My son is dead, but I’m still a mom.

No one but my partner and hospital staff met Henry, but he’s real. He existed. Exists still. And me made me a mother. As did my step-son.

Hearing Happy Mother’s Day this year will be painful, but it will me more painful to not be included in the grand sisterhood of moms being celebrated this Sunday. I’m in your club, but a different chapter. Don’t skip over my pages, or the other thick chapters of moms missing their angels this year (and every day, frankly). Please include us in your wishes this mother’s day.

Yes, this is Mother

 

My child may be dead, but I am a mother. So, mother’s day and all that – yep, I count. I nurtured and delivered a whole human. My water broke, then the placenta was delivered, and in between was a beautiful, delicate little boy after a few hours of contractions. And I’ve been a step-parent for over six years, so I’ve earned my stipes.

Some of the most well-meaning and insensitive things have been said to me since losing my son last fall. And they usually come from the mouths of people who do love me, which makes it all the more awkward and difficult to point out.

One dear friend who I was speaking with about trying again someday for another baby said, endearingly, something like “so you’ll finally get to know what it’s like to be a mother.” I corrected them and was pretty straightforward about it, but it inspired me to make this PSA. And it’s just something to remember when speaking with someone who has lost a child.

Image courtesy of https://i1.wp.com/www.littleangelsonlinestore.com/Store/prodimages/11276.jpg

Our children stay with us, whether they’re alive or were taken from us. And we’re constantly thinking of them. Not having them counted amongst our living, or yet-to-be born children, is painful. Much like my worries about Henry being forgotten around the holidays, and much like the fears (hopefully unfounded) about actually having another child someday and hearing that same sentiment, of “finally” being a mom.

§ Work task 1: According to the Mother's Day post, how long has the writer been a step-parent?
§ Work task 2: Say whether each statement agrees with the Mother's Day post, answering yes or no and quoting the words that decide it: (a) The writer lost a son last fall. (b) Many relatives and friends met Henry. (c) The writer let a friend's remark pass without responding.
The data that comes after this post is from a different source.

§ Recorded information:
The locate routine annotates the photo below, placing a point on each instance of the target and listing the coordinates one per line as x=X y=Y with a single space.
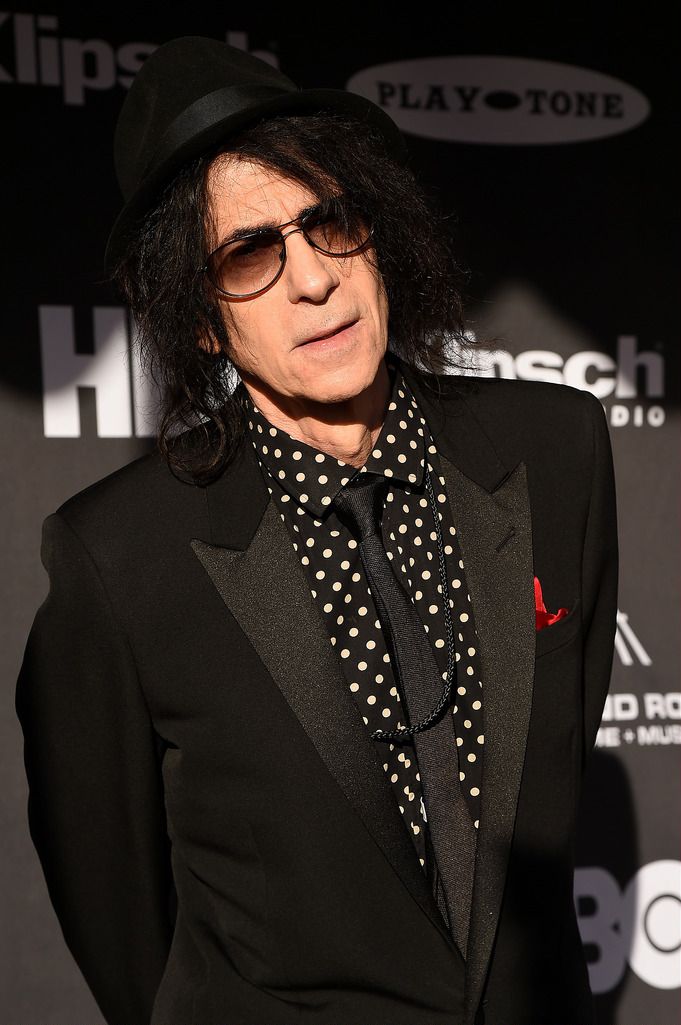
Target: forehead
x=243 y=193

§ Expected answer 1: For over six years.

§ Expected answer 2:
(a) Yes: "since losing my son last fall."
(b) No: "No one but my partner and hospital staff met Henry."
(c) No: "I corrected them and was pretty straightforward about it."